__AIM OF THE EXERCISE__: Copy the rows from the start through the line containing "225 92 L 225", requests and all, and raise every coordinate in the answers by 21. Omit the pictures.

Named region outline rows
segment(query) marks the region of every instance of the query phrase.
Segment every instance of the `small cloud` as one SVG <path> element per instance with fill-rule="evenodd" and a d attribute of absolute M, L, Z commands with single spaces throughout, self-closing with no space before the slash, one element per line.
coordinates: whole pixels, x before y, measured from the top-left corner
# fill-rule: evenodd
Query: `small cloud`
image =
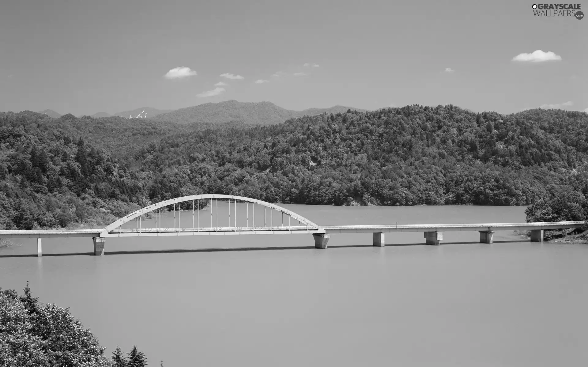
<path fill-rule="evenodd" d="M 225 92 L 225 88 L 215 88 L 212 90 L 208 90 L 203 93 L 198 93 L 196 95 L 196 96 L 200 98 L 203 97 L 212 97 L 213 96 L 218 96 L 223 92 Z"/>
<path fill-rule="evenodd" d="M 555 105 L 542 105 L 539 106 L 539 108 L 542 108 L 545 110 L 549 109 L 560 109 L 562 107 L 567 107 L 569 106 L 573 106 L 574 102 L 571 100 L 569 100 L 567 102 L 564 102 L 563 103 L 556 103 Z"/>
<path fill-rule="evenodd" d="M 220 74 L 220 76 L 223 78 L 226 78 L 228 79 L 244 79 L 245 78 L 243 78 L 240 75 L 235 75 L 234 74 L 229 74 L 229 73 L 225 73 L 224 74 Z"/>
<path fill-rule="evenodd" d="M 188 76 L 196 75 L 196 72 L 191 69 L 189 68 L 179 66 L 178 68 L 174 68 L 173 69 L 172 69 L 163 76 L 168 79 L 176 79 L 182 78 L 188 78 Z"/>
<path fill-rule="evenodd" d="M 526 61 L 529 62 L 542 62 L 544 61 L 561 61 L 562 56 L 551 51 L 543 52 L 541 50 L 533 51 L 532 53 L 519 53 L 512 61 Z"/>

__ANSWER__:
segment(query) marks the region of every instance of the query phrase.
Segment every instance of the `small cloud` as one SVG <path> element per instance with fill-rule="evenodd" and a d attribute of absolute M, L, Z commands with single spaces throughout, self-closing with no space before the slash, one element per line.
coordinates: whole pixels, x before y, measured from the top-left corner
# fill-rule: evenodd
Query: `small cloud`
image =
<path fill-rule="evenodd" d="M 246 113 L 246 109 L 236 109 L 233 111 L 229 111 L 224 114 L 219 114 L 217 116 L 217 117 L 221 119 L 224 118 L 233 118 L 234 117 L 239 117 L 244 113 Z"/>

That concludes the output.